> [What you should do] Locate every line in the entries below that contains the string "give", and copy each such line.

(Outline entries for images)
* Begin *

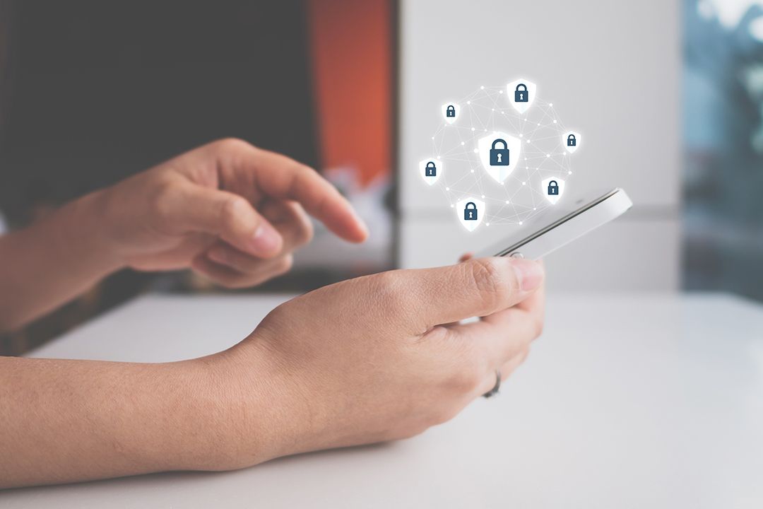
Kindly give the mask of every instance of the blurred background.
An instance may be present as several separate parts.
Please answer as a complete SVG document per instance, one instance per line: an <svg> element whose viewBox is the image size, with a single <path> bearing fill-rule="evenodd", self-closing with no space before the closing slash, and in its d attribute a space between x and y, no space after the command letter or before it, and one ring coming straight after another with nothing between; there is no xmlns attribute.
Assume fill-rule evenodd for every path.
<svg viewBox="0 0 763 509"><path fill-rule="evenodd" d="M2 1L0 231L234 136L318 168L372 233L356 246L319 228L293 273L250 291L450 263L500 233L467 234L417 162L443 100L522 76L585 135L571 182L636 204L549 257L552 292L763 300L761 5ZM2 337L0 353L149 291L221 290L124 271Z"/></svg>

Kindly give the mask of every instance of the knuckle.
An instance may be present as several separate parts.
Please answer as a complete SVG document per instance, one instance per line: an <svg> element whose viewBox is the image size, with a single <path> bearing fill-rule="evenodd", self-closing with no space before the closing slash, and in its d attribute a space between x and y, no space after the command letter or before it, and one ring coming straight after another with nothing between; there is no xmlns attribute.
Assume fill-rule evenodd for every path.
<svg viewBox="0 0 763 509"><path fill-rule="evenodd" d="M475 291L490 306L504 301L512 288L492 259L469 260L469 278Z"/></svg>
<svg viewBox="0 0 763 509"><path fill-rule="evenodd" d="M169 219L175 205L175 183L169 179L159 179L154 186L150 207L152 215L160 221Z"/></svg>
<svg viewBox="0 0 763 509"><path fill-rule="evenodd" d="M242 148L251 147L247 142L236 137L221 138L212 143L215 150L221 153L227 153L234 150L240 150Z"/></svg>
<svg viewBox="0 0 763 509"><path fill-rule="evenodd" d="M294 256L288 254L283 256L275 266L275 275L285 274L291 269L294 266Z"/></svg>
<svg viewBox="0 0 763 509"><path fill-rule="evenodd" d="M313 224L309 220L300 221L295 242L297 246L304 246L313 240Z"/></svg>
<svg viewBox="0 0 763 509"><path fill-rule="evenodd" d="M223 224L230 224L246 213L249 202L238 195L230 195L220 205L220 221Z"/></svg>
<svg viewBox="0 0 763 509"><path fill-rule="evenodd" d="M394 272L390 271L369 276L378 309L386 316L398 316L410 311L407 292L400 291Z"/></svg>

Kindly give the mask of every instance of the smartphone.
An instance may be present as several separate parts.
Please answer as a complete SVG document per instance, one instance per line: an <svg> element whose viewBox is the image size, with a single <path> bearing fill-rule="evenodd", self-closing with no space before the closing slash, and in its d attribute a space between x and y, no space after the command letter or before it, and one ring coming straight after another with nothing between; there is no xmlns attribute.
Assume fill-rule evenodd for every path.
<svg viewBox="0 0 763 509"><path fill-rule="evenodd" d="M569 199L560 201L545 214L530 220L523 233L504 239L477 256L539 259L609 223L633 206L628 195L620 188L565 198ZM565 206L565 203L568 205Z"/></svg>

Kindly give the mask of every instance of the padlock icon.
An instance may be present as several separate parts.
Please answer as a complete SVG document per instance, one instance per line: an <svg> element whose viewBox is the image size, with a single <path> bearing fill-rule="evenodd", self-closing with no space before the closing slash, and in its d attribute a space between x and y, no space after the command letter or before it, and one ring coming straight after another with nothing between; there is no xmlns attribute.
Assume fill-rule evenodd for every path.
<svg viewBox="0 0 763 509"><path fill-rule="evenodd" d="M520 90L520 87L522 87L522 90ZM524 83L520 83L517 85L517 89L514 90L514 102L527 102L529 95L527 85Z"/></svg>
<svg viewBox="0 0 763 509"><path fill-rule="evenodd" d="M549 196L559 195L559 185L555 180L549 182Z"/></svg>
<svg viewBox="0 0 763 509"><path fill-rule="evenodd" d="M474 201L468 202L464 207L464 221L477 221L477 205Z"/></svg>
<svg viewBox="0 0 763 509"><path fill-rule="evenodd" d="M424 176L427 177L436 177L437 176L437 166L435 166L434 161L430 161L427 163L427 167L424 168Z"/></svg>
<svg viewBox="0 0 763 509"><path fill-rule="evenodd" d="M504 148L497 149L495 145L498 143L504 144ZM506 140L498 138L493 141L490 149L490 166L509 166L509 146Z"/></svg>

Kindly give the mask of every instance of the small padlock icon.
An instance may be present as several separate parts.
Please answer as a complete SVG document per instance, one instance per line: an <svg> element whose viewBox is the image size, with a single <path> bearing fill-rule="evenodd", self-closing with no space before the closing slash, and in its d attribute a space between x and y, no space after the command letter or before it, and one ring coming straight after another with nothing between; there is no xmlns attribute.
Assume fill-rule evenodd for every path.
<svg viewBox="0 0 763 509"><path fill-rule="evenodd" d="M522 87L522 90L520 90L520 87ZM520 83L517 85L516 90L514 90L514 102L527 102L527 98L530 94L527 93L527 85L524 83Z"/></svg>
<svg viewBox="0 0 763 509"><path fill-rule="evenodd" d="M477 221L477 205L474 201L468 202L464 207L464 221Z"/></svg>
<svg viewBox="0 0 763 509"><path fill-rule="evenodd" d="M549 196L559 195L559 185L555 180L549 182Z"/></svg>
<svg viewBox="0 0 763 509"><path fill-rule="evenodd" d="M504 148L497 149L495 145L498 143L504 144ZM498 138L493 142L490 149L490 166L509 166L509 146L506 140Z"/></svg>
<svg viewBox="0 0 763 509"><path fill-rule="evenodd" d="M424 176L427 177L436 177L437 176L437 166L435 166L433 161L430 161L427 163L427 167L424 168Z"/></svg>

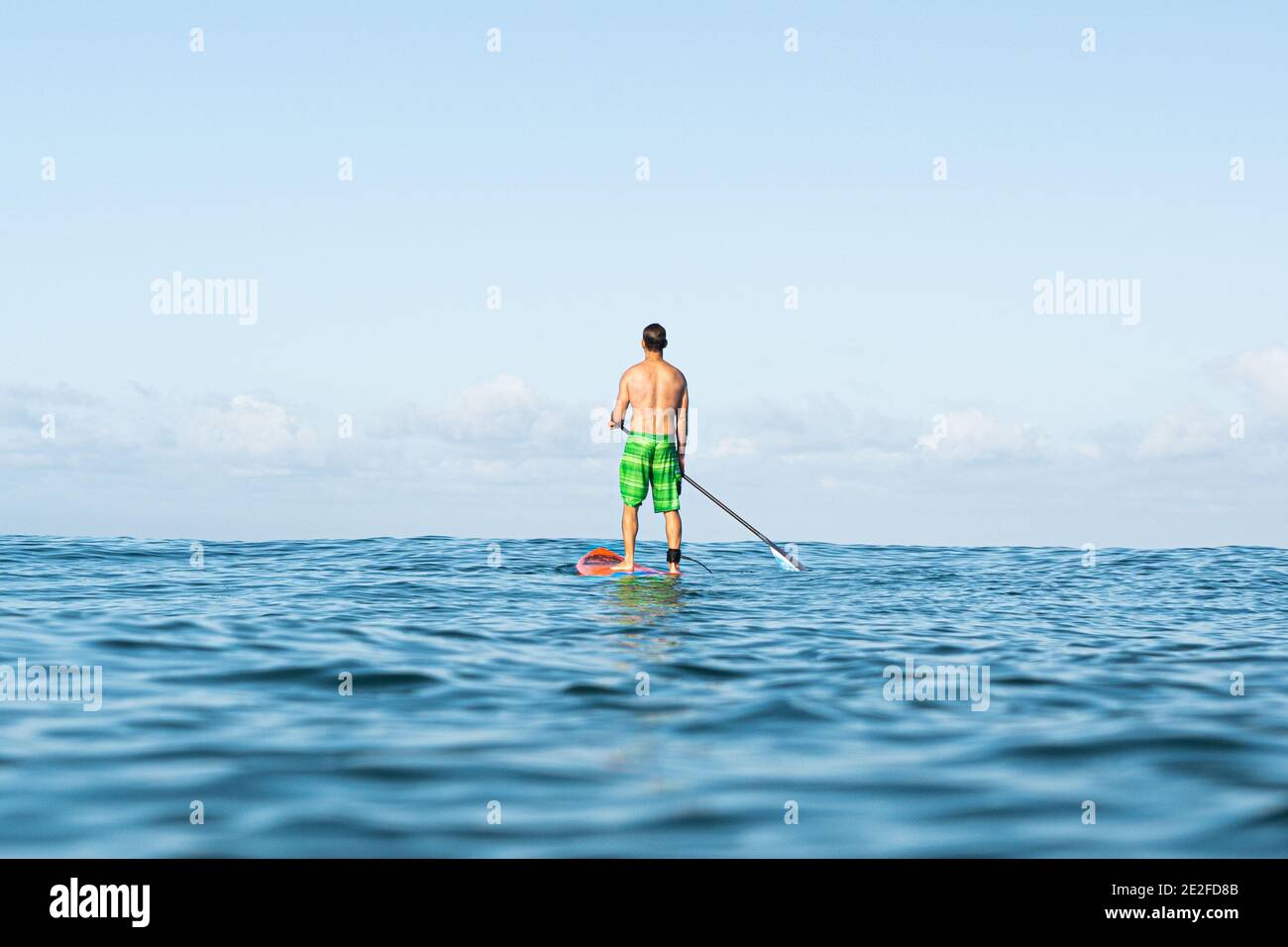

* End *

> [The response]
Kindly give the mask of every instance of the blurred background.
Kindly give the mask of every instance of the knuckle.
Kindly give the mask of every instance of the smartphone.
Kindly give the mask of every instance of the padlock icon.
Kindly give the mask of every instance of the small padlock icon.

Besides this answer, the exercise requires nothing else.